[Region annotation entries]
* * * *

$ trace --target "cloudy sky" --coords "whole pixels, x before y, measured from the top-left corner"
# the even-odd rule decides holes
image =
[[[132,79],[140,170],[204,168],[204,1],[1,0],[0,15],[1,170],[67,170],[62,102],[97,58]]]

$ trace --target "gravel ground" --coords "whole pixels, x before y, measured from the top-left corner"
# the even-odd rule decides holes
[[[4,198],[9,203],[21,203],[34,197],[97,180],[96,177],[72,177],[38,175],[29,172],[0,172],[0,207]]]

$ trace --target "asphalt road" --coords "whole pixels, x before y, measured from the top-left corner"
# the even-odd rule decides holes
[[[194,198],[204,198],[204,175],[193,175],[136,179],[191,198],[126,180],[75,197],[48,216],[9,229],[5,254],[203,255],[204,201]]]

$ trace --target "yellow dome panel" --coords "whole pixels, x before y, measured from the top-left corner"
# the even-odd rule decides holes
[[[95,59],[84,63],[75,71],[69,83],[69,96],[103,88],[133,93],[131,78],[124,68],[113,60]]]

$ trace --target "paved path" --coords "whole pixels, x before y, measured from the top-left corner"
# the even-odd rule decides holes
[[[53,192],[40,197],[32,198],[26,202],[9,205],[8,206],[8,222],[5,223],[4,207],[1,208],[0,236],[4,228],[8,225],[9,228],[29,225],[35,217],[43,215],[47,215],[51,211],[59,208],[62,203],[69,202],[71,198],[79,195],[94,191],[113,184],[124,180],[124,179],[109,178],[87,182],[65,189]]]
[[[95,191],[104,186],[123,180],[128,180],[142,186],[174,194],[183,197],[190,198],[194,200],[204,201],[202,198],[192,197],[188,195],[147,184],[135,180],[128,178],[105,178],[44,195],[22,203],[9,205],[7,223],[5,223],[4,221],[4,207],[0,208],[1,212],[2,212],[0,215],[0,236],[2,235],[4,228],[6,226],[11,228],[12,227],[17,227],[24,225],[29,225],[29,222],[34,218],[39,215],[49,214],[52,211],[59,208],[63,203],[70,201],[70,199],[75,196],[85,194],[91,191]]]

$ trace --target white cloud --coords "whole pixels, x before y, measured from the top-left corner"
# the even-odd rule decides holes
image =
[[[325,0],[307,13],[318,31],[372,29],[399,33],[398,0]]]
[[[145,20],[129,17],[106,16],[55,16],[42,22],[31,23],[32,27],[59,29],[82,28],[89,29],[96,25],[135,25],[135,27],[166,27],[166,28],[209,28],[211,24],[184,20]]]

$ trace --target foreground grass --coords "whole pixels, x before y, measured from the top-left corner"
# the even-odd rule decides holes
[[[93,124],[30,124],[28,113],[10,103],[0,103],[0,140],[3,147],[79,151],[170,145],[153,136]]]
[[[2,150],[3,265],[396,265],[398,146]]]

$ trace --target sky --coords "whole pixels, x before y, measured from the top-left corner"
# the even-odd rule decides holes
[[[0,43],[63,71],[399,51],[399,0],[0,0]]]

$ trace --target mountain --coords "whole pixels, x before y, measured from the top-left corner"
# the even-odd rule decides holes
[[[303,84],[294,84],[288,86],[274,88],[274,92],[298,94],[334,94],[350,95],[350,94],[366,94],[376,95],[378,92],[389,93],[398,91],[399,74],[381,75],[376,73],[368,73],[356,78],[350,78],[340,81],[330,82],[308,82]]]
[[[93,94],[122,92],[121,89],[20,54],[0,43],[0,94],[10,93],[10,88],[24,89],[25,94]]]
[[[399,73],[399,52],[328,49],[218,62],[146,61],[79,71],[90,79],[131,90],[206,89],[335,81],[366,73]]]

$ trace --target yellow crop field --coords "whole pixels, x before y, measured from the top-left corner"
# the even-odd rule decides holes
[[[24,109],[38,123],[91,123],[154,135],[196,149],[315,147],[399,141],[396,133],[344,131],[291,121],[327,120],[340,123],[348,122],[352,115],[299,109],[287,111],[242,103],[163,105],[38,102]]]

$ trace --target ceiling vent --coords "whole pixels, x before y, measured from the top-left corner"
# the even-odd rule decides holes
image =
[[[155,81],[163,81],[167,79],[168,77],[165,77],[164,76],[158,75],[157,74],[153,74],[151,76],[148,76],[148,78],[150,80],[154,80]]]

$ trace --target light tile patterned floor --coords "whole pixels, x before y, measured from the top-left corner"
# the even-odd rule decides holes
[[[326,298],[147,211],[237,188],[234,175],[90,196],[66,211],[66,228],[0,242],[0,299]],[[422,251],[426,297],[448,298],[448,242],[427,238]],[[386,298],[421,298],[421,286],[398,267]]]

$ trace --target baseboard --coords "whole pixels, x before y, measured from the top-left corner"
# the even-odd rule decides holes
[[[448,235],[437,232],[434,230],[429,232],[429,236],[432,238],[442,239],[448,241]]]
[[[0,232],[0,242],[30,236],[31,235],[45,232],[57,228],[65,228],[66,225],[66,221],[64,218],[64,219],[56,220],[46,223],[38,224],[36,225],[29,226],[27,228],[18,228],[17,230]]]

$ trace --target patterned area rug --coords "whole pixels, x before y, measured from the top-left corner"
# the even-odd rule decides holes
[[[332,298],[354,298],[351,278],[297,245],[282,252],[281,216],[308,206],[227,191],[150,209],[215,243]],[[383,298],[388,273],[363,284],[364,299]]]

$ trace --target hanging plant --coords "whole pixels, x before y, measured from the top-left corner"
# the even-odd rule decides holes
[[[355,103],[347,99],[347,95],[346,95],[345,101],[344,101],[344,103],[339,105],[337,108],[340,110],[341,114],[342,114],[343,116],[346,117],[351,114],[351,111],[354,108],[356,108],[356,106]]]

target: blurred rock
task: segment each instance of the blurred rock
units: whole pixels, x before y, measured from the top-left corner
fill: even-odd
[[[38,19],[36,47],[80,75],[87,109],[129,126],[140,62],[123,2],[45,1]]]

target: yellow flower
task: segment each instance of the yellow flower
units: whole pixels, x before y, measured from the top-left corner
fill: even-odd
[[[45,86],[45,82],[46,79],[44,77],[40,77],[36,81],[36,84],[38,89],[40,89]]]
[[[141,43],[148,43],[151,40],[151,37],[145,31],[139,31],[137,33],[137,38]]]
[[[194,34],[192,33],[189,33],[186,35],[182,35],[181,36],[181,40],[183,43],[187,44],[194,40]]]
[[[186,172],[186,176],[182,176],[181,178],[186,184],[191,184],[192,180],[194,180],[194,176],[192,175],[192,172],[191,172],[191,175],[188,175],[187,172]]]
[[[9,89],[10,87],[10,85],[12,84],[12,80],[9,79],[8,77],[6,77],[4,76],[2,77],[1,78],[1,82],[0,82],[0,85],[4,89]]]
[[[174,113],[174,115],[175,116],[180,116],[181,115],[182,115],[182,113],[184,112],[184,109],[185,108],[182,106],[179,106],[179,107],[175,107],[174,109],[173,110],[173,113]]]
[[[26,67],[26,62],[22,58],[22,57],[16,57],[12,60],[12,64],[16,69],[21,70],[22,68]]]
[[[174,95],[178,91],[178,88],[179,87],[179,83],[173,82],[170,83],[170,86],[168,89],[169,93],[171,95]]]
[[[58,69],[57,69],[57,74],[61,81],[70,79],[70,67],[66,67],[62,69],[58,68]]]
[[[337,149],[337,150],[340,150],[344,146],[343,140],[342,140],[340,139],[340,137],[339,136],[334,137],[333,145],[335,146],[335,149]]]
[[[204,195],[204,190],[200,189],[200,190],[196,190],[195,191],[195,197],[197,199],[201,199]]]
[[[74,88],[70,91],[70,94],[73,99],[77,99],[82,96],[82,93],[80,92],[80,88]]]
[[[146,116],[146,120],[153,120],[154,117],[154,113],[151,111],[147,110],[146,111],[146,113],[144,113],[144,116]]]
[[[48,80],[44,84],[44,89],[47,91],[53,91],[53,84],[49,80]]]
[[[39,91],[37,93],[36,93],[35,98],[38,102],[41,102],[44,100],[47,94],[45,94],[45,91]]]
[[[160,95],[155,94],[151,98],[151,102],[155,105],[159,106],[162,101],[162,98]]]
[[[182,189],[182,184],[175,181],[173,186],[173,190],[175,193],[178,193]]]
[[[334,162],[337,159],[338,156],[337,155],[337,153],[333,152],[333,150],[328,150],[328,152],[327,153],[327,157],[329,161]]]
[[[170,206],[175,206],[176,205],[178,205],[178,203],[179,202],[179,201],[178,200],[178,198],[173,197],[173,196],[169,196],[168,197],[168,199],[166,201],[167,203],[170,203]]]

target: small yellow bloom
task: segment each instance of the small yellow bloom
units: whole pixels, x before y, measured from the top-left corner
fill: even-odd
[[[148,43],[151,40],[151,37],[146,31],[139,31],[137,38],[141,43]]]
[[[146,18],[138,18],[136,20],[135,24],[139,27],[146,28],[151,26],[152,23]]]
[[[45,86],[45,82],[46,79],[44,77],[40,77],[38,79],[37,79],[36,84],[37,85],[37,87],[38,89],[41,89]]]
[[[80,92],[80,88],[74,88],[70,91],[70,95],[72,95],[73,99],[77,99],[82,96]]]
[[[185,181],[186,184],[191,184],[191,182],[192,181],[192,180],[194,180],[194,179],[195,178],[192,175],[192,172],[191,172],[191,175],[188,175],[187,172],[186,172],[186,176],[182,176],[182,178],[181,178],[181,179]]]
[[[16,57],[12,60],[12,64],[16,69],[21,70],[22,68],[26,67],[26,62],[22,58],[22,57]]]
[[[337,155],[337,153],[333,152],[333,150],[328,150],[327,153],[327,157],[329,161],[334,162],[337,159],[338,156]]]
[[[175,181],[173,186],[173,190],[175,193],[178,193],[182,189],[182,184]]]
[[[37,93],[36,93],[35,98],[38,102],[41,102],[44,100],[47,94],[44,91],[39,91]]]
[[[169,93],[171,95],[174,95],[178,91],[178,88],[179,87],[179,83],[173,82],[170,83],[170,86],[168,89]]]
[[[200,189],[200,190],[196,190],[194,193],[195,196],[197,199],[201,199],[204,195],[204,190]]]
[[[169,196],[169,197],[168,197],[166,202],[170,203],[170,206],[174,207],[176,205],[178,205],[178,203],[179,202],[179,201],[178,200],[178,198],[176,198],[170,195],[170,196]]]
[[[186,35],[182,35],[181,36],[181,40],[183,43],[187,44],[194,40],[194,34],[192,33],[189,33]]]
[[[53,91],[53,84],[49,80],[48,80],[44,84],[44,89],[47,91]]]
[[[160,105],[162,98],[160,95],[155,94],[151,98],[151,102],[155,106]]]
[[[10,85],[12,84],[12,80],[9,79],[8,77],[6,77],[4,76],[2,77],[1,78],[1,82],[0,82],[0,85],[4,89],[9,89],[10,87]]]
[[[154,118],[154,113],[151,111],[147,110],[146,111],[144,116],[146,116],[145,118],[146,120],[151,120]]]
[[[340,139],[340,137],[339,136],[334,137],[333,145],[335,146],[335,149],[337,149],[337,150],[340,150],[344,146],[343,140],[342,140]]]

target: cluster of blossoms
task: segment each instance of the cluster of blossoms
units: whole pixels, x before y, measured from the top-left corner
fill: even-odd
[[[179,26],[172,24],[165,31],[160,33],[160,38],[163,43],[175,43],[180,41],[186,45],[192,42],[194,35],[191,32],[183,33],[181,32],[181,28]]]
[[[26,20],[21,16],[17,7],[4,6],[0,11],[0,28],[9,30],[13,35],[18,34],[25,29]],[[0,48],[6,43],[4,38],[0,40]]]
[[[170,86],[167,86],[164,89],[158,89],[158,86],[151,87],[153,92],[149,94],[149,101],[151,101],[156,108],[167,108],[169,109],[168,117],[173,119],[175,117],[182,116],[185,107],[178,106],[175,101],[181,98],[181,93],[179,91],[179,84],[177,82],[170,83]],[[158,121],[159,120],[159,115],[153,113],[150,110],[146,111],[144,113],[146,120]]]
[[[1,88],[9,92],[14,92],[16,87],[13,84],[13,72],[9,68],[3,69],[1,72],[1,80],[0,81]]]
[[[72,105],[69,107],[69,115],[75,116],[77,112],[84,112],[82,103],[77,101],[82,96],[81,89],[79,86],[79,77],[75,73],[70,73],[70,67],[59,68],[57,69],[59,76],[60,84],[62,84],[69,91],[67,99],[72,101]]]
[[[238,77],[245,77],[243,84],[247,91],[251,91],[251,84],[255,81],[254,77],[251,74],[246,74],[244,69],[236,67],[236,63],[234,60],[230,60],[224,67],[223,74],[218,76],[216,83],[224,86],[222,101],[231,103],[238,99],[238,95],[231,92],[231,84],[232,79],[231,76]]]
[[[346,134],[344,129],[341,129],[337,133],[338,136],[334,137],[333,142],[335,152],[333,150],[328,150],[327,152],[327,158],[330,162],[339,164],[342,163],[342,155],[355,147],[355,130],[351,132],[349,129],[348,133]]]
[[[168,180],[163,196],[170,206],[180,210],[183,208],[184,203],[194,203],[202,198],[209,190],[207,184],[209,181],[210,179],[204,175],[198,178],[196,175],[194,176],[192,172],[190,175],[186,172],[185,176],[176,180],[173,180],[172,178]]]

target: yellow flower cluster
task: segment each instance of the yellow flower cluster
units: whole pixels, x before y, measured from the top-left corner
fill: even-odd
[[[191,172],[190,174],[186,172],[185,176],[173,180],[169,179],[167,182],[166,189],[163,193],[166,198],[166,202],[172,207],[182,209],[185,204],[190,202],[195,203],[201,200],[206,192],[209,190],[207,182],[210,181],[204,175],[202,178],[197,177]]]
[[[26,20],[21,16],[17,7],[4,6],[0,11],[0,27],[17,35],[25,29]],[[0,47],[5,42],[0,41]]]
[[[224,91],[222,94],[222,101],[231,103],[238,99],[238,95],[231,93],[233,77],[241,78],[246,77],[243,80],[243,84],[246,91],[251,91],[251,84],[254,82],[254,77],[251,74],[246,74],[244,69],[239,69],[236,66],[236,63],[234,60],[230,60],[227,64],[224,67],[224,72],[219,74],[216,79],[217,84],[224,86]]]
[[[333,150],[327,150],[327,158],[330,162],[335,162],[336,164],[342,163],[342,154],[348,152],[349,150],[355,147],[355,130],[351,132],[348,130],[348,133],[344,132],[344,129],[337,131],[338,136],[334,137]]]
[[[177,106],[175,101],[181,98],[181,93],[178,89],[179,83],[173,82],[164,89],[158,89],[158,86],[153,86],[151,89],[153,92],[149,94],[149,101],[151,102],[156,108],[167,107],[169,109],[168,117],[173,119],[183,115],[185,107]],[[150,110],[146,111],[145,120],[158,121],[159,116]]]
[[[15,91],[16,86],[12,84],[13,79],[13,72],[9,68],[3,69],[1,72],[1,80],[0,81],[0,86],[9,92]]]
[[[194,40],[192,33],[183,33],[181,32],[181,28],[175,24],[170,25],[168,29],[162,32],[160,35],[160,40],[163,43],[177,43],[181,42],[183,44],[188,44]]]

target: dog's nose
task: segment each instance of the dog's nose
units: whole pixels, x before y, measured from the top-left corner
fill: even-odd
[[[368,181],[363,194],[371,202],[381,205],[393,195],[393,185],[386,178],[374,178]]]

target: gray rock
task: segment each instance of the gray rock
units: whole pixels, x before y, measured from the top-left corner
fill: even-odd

* * * *

Update the stretch from the line containing "trace --target sky" through the line containing "[[[0,43],[63,71],[399,51],[399,0],[0,0]]]" by changing "even-odd" to "nonzero", and return only those lines.

$ trace --target sky --coords "whole pixels, x before y, measured from the top-left corner"
# the nonzero rule decides holes
[[[0,43],[63,71],[399,51],[399,0],[0,0]]]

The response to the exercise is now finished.